● ACTION ITEM
Rewrite everything in the SlimPajama text from "Dataset Overview" down to "in Table 3.", putting "sampling schemes" in place of "sampling strategies".

● SOURCE EXTRACT
■ ■ ■ ■ ■

Specialization vs. Generalization Trade-off. In general, combining many specialized datasets can lead to a jack-of-all-trades model, which might not be as adept at specific tasks as a model trained on a specialized dataset. While the model can tackle a wide range of tasks, it might not have the depth of understanding that a specialized model might have for a particular domain. In this study, we also explore specialization and generalization ability using both individual and combined data sources.
The remainder of this paper is organized as follows. In Section 2, we elaborate the details of dataset statistics, token distributions, and data processing procedure. Section 3 describes dataset combination configurations for this SlimPajama-DC study. Our model architecture and training details are provided in Section 4, followed by the results and analysis in Section 5 on the range of various tasks in the zero- and few-shot settings. Section 6 presents an application of efficient Large Batch-size (LBS) training on a 7B model. Section 7 reviews related work and Section 8 concludes this study.
Dataset Overview
SlimPajama has a total of 627B tokens across different domains, as shown in Table 1. It includes validation and test sets with 500M tokens each, and these have been cleaned to ensure no overlap with the training data. For the SlimPajama-DC study, our entire training dataset for each configuration contains 330B tokens after tokenization which is carefully selected from the original SlimPajama dataset. We tested different sampling strategies for different domains of our training data: (1) each token is trained only once during training, such as Commoncrawl, and (2) we perform more than one epoch for training on particular sources, such as the Wikipedia and Github domains. The detailed domain source proportions of various combinations are shown in Table 3.
2 Dataset Token Frequency Statistics
To examine the similarity between various datasets in SlimPajama, we calculate the KL divergence between two domain distributions of token counts from different datasets, as shown in Fig. 1a. Given that distinct datasets may emphasize dissimilar token types, we subsequently delve into the differences in the distribution of these datasets across token subsets exhibiting distinct characteristics: (1) Tokens exclusively comprising letters (Fig. 1b); (2) The union set of tokens with the top 1000 frequencies on each dataset (Fig. 1c); (3) Numbers and commonly used operators, like ‘30’, ‘+’ and ‘=’ (Fig. 1d); (4) Whitespace Tokens, like ‘nn’ and ‘t’ (Fig. 1e); (5) Non-alphanumeric tokens, like ‘#’ and ‘====’ (Fig. 1f).
There exists a degree of similarity in the distribution of different token subsets among RefinedWeb, Book, C4, and CommonCrawl, as well as between Github and StackExchange. Notably, when it comes to the distribution of non-alphanumeric tokens, Arxiv differs significantly from most datasets. While on the distribution of whitespace tokens, Refinedweb shows notable distinctions in comparison to Github and StackExchange. Among numbers and commonly used operators, the distribution of all datasets is relatively consistent.
3 Dataset Processing Procedure
SlimPajama was created by filtering low-length documents and applying MinHashLSH deduplication to the 1.2T token RedPajama dataset to reduce it to 627B tokens. RefinedWeb shows that training on deduplicated data improves training compute efficiency and decreases the chance of LLMs generating memorized text from the dataset. By removing duplicate and low-length examples, it ultimately improves the training compute efficiency and model performance. The overview of SlimPajama preprocessing pipeline is shown in Fig. 2 and the preprocessing code is under https://github.com/Cerebras/modelzoo.

■ ■ ■ ■ ■

● DATA LISTING
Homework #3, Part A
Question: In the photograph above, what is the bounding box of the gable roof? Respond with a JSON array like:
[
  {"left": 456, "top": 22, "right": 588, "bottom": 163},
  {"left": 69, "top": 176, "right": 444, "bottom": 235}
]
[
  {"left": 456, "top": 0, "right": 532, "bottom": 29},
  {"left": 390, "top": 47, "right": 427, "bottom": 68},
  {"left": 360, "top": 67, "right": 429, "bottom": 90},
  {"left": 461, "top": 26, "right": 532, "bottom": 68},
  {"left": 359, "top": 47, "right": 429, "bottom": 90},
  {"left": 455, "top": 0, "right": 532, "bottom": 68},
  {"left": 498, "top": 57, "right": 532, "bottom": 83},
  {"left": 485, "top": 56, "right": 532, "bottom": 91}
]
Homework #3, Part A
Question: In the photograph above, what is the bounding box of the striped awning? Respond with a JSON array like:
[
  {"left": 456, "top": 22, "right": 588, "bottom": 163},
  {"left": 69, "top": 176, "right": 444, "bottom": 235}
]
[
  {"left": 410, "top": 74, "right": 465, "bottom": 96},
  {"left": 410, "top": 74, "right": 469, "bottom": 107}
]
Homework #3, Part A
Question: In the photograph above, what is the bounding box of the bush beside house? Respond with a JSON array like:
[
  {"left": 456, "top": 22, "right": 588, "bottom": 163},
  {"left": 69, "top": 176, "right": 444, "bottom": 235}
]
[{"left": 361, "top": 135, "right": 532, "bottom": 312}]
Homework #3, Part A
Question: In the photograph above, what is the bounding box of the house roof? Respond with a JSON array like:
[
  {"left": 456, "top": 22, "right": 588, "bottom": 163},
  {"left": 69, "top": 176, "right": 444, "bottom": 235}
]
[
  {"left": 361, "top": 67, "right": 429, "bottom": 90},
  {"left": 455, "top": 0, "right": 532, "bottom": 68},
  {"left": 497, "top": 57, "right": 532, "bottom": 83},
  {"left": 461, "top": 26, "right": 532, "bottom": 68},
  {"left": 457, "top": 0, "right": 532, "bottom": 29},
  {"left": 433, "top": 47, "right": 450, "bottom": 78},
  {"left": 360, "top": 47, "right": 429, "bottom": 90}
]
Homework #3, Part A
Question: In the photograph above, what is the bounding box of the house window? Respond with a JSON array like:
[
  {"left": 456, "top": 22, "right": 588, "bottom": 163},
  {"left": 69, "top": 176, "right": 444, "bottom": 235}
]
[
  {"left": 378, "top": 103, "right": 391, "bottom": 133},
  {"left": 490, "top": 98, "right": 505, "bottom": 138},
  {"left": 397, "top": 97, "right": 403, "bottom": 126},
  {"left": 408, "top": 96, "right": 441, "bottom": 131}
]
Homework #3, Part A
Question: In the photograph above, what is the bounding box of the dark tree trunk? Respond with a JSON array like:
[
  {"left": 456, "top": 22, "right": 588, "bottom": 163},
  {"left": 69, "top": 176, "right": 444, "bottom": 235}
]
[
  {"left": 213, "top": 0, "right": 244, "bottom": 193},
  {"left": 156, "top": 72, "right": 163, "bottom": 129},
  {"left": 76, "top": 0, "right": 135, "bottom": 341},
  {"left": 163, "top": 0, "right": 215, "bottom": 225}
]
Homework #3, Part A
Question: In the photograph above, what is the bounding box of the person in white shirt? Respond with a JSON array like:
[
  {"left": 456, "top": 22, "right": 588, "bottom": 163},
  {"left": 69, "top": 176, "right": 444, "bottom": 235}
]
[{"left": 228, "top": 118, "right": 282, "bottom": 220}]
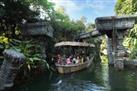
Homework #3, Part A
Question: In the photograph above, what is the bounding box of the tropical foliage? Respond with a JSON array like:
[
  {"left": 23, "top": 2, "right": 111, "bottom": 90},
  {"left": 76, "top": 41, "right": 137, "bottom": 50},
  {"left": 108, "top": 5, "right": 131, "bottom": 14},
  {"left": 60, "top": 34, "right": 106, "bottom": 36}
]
[{"left": 115, "top": 0, "right": 137, "bottom": 58}]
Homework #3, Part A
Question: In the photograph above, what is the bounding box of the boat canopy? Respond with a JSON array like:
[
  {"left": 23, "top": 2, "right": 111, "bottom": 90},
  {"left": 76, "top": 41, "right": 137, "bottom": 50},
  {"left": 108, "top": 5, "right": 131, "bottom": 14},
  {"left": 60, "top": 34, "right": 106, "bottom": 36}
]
[{"left": 55, "top": 41, "right": 95, "bottom": 47}]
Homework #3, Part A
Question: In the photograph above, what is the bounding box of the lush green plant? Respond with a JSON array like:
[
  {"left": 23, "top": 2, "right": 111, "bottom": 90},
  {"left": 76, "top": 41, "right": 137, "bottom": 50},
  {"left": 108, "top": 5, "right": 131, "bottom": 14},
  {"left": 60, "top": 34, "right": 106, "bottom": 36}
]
[
  {"left": 10, "top": 39, "right": 53, "bottom": 70},
  {"left": 115, "top": 0, "right": 137, "bottom": 58}
]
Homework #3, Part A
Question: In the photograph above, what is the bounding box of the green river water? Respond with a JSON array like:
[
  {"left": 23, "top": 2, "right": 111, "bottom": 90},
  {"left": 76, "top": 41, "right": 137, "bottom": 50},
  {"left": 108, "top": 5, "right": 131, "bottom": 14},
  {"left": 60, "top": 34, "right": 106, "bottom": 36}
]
[{"left": 12, "top": 64, "right": 137, "bottom": 91}]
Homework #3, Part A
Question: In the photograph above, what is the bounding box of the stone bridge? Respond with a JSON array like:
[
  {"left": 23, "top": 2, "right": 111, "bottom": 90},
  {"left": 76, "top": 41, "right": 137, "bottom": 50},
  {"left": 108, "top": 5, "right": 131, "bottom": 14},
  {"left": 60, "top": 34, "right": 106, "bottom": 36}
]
[{"left": 79, "top": 16, "right": 137, "bottom": 69}]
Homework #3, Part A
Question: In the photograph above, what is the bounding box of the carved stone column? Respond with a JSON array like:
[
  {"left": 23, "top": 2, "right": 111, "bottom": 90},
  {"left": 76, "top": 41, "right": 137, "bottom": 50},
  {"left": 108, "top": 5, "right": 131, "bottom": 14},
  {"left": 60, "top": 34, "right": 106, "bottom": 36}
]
[
  {"left": 0, "top": 49, "right": 25, "bottom": 91},
  {"left": 114, "top": 31, "right": 128, "bottom": 70}
]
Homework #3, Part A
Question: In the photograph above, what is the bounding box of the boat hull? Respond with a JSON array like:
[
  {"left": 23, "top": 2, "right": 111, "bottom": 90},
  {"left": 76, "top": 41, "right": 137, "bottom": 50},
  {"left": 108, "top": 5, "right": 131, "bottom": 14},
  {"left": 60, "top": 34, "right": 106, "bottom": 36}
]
[{"left": 55, "top": 57, "right": 94, "bottom": 74}]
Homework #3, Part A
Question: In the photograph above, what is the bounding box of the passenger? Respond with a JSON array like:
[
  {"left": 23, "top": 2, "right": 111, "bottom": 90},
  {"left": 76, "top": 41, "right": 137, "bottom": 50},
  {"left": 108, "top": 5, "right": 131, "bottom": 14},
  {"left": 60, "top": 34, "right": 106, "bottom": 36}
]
[
  {"left": 66, "top": 56, "right": 72, "bottom": 64},
  {"left": 72, "top": 57, "right": 77, "bottom": 64},
  {"left": 76, "top": 56, "right": 80, "bottom": 64},
  {"left": 80, "top": 57, "right": 84, "bottom": 63}
]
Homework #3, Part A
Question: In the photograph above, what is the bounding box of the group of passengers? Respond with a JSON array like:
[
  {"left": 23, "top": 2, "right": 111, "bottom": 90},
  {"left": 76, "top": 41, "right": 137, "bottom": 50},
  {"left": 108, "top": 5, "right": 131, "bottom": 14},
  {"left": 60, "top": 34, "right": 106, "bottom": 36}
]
[{"left": 57, "top": 54, "right": 89, "bottom": 65}]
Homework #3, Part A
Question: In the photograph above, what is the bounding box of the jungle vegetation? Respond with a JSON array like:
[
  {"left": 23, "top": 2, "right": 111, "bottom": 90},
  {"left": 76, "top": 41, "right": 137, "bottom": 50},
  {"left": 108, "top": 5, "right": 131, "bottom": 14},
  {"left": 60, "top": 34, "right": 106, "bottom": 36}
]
[
  {"left": 115, "top": 0, "right": 137, "bottom": 59},
  {"left": 0, "top": 0, "right": 94, "bottom": 77}
]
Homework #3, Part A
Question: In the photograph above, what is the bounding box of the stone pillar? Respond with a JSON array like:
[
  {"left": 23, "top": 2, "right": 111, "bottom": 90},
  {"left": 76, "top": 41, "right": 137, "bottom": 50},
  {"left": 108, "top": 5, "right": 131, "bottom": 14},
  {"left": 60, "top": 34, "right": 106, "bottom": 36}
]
[
  {"left": 114, "top": 31, "right": 127, "bottom": 70},
  {"left": 0, "top": 49, "right": 25, "bottom": 91},
  {"left": 107, "top": 37, "right": 114, "bottom": 65}
]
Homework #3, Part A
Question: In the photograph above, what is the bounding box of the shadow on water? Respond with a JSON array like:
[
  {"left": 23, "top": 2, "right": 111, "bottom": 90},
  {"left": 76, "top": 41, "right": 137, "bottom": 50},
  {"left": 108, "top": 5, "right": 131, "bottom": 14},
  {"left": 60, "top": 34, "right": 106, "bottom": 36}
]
[{"left": 12, "top": 64, "right": 137, "bottom": 91}]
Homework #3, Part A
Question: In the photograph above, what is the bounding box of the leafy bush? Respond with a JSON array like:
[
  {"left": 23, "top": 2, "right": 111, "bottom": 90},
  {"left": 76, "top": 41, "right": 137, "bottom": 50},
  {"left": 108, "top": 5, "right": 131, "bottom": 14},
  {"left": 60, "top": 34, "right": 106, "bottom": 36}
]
[{"left": 10, "top": 39, "right": 52, "bottom": 71}]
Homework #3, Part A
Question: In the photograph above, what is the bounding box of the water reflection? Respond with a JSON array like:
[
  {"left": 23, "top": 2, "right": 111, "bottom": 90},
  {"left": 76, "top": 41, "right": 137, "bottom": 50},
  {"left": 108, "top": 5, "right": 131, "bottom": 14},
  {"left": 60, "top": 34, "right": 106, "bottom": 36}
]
[{"left": 12, "top": 64, "right": 137, "bottom": 91}]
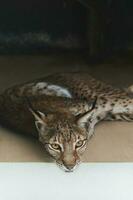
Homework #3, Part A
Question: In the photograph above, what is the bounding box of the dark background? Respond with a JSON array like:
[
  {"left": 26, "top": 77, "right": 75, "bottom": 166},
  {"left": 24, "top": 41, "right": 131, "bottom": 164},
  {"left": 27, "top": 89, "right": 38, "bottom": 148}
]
[{"left": 0, "top": 0, "right": 133, "bottom": 55}]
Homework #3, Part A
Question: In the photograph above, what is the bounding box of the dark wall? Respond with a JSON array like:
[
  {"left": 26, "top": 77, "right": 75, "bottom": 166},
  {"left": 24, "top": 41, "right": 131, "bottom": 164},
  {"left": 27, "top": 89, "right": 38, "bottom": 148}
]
[{"left": 0, "top": 0, "right": 86, "bottom": 52}]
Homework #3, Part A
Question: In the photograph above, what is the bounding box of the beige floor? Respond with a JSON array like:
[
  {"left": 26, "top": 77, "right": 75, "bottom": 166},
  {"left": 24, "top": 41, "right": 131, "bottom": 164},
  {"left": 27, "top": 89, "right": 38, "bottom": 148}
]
[{"left": 0, "top": 55, "right": 133, "bottom": 162}]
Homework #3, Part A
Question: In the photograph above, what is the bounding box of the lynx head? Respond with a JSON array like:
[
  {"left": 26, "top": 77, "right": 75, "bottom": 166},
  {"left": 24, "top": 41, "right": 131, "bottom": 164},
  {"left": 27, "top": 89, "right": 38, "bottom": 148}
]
[{"left": 31, "top": 103, "right": 95, "bottom": 172}]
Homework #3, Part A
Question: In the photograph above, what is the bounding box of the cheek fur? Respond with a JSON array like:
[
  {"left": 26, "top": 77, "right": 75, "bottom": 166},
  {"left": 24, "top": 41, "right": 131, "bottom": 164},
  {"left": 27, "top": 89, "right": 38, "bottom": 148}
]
[{"left": 46, "top": 146, "right": 61, "bottom": 159}]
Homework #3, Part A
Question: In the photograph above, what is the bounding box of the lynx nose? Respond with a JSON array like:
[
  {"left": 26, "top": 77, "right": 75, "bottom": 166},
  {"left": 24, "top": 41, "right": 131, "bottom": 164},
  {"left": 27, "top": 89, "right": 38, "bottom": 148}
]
[
  {"left": 66, "top": 165, "right": 75, "bottom": 170},
  {"left": 63, "top": 162, "right": 76, "bottom": 171}
]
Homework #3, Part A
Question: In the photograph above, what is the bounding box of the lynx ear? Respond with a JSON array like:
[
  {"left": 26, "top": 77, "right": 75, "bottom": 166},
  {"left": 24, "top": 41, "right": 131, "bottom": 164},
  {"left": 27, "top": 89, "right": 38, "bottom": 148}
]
[
  {"left": 77, "top": 98, "right": 97, "bottom": 127},
  {"left": 29, "top": 108, "right": 47, "bottom": 133}
]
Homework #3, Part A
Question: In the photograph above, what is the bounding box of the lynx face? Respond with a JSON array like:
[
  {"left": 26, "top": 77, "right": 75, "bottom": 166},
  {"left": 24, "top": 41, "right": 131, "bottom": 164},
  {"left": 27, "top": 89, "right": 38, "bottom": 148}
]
[
  {"left": 41, "top": 122, "right": 87, "bottom": 171},
  {"left": 31, "top": 107, "right": 93, "bottom": 172}
]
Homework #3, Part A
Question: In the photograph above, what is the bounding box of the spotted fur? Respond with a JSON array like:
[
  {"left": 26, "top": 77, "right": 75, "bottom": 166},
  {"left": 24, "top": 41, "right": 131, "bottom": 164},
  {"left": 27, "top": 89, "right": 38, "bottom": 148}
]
[{"left": 0, "top": 73, "right": 133, "bottom": 171}]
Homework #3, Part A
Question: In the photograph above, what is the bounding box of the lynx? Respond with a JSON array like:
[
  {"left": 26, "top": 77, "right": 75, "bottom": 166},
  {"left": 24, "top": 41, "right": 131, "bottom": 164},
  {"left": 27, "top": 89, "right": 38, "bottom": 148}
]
[{"left": 0, "top": 73, "right": 133, "bottom": 172}]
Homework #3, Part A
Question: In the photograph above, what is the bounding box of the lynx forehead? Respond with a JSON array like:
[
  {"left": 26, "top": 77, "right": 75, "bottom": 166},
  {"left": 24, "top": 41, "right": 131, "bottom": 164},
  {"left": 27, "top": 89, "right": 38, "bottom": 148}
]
[{"left": 32, "top": 82, "right": 72, "bottom": 98}]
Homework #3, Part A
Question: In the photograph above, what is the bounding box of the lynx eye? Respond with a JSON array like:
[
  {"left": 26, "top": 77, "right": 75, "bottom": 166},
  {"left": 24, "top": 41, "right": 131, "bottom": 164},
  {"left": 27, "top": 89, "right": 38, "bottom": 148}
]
[
  {"left": 76, "top": 140, "right": 85, "bottom": 148},
  {"left": 50, "top": 143, "right": 61, "bottom": 150}
]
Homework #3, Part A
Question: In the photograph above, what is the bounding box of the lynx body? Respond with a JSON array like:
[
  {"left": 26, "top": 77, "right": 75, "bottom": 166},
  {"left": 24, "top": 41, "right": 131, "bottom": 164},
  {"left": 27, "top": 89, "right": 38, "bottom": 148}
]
[{"left": 0, "top": 73, "right": 133, "bottom": 171}]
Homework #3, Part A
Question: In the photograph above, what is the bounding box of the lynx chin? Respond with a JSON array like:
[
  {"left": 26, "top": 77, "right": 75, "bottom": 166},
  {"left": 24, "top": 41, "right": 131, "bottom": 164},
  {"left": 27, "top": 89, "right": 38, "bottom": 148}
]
[{"left": 0, "top": 73, "right": 133, "bottom": 172}]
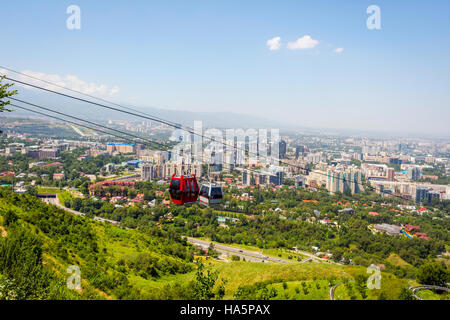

■ ■ ■ ■ ■

● EXERCISE RESULT
Dataset Overview
SlimPajama has a total of 627B tokens across different domains, as shown in Table 1. It includes validation and test sets with 500M tokens each, and these have been cleaned to ensure no overlap with the training data. For the SlimPajama-DC study, our entire training dataset for each configuration contains 330B tokens after tokenization which is carefully selected from the original SlimPajama dataset. We tested different sampling schemes for different domains of our training data: (1) each token is trained only once during training, such as Commoncrawl, and (2) we perform more than one epoch for training on particular sources, such as the Wikipedia and Github domains. The detailed domain source proportions of various combinations are shown in Table 3.